╭─ Records for this task
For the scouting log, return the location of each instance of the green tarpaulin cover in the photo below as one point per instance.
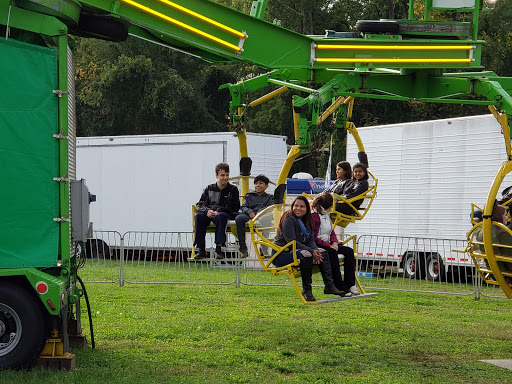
(29, 197)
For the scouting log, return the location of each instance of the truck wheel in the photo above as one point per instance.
(434, 267)
(23, 326)
(411, 264)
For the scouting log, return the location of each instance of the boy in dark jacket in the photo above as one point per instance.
(218, 203)
(254, 202)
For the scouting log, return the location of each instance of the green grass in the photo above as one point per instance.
(221, 334)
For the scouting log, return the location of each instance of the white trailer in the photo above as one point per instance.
(149, 183)
(429, 174)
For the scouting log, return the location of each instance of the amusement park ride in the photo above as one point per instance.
(402, 60)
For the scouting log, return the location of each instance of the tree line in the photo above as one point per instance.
(137, 87)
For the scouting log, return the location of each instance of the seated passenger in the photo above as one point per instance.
(218, 203)
(500, 236)
(297, 224)
(343, 176)
(326, 239)
(254, 202)
(355, 187)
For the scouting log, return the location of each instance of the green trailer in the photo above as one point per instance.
(44, 222)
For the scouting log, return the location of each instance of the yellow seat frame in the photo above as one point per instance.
(292, 270)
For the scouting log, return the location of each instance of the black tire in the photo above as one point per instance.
(23, 326)
(411, 265)
(100, 27)
(377, 26)
(434, 267)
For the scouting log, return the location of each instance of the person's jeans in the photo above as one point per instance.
(202, 221)
(286, 258)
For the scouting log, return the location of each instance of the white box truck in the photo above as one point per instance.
(429, 173)
(149, 183)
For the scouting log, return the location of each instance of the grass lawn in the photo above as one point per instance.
(220, 334)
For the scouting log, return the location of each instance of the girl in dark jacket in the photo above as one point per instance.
(326, 238)
(355, 187)
(343, 176)
(296, 224)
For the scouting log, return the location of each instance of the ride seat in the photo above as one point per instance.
(263, 237)
(496, 262)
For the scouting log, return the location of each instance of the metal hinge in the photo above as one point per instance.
(61, 219)
(60, 92)
(62, 179)
(60, 135)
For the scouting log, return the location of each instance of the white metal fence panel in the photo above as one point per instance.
(415, 264)
(383, 262)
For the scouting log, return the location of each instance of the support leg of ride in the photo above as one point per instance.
(53, 355)
(77, 341)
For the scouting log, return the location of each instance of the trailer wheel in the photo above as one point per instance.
╰─
What needs to be done =
Restate the entire listing word for word, excluding pictures.

Answer to this task =
For the scouting log, return the location of each instance of the green tarpaulin cover in the photo below as one point per instance.
(29, 197)
For the scouting log, return the location of each instance of the truck wheel in the photo above as one point per instance.
(434, 267)
(23, 326)
(411, 264)
For the scouting log, return the location of each instance of the boy in dark jacket in the photo above as one point per instance.
(218, 203)
(254, 202)
For the scouting log, return the location of each instance of the green grass in the photo above as one point per instance.
(221, 334)
For the scouting log, return the location of each instance of the white trailer in the photo above as one point per instance.
(149, 183)
(429, 174)
For the scouting log, return the location of each instance of the amusement park ride in the photo above as one point per instance.
(402, 60)
For the scouting log, return the location of each instance of the tree line in the photo above as one point per instance.
(137, 87)
For the scouting log, return the location of each instance of the seated passenger in the photo above as one point per instance.
(218, 203)
(500, 236)
(297, 224)
(343, 176)
(326, 239)
(254, 202)
(355, 187)
For the scouting log, return the location of each instance of the green trailer in the photo above as one point per instance.
(44, 222)
For the scouting log, return the location of each instance of the yellow seat frame in the photo above as one point per instance.
(292, 270)
For the scouting log, return the location of each instance of the black tire in the photo above as one point per instance.
(23, 326)
(411, 265)
(100, 27)
(377, 26)
(434, 267)
For the scouting log, return the location of each instance of the person's jeans in the photo above as one point per instance.
(202, 221)
(286, 258)
For the scouting log, return the location of each instance of the white box truck in the photo above as one point per instance.
(429, 173)
(149, 183)
For the scouting log, return the location of each instance of the grass lawn in the photo above as one point per instance.
(220, 334)
For the scouting log, return the location of each instance of the girl in dark jacket in the photo above as one point per instance.
(326, 238)
(355, 187)
(343, 176)
(296, 224)
For the scouting log, return the location of each instance of the ride seat in the photo above as one point per instance.
(263, 237)
(496, 262)
For the scouting log, return the location of each instance of the metal hinge in the photo above as one point per instance.
(61, 219)
(60, 92)
(62, 179)
(60, 135)
For the scouting log, return the location of each instance of the white metal fence panel in the photo above as one point per instance.
(415, 264)
(383, 262)
For the scouting log, return the location of each instance of the support leg of ride in the photo above as one point per instance.
(53, 355)
(77, 341)
For the scouting log, return the location of each instance of the trailer wheel in the photo above as one point per instance.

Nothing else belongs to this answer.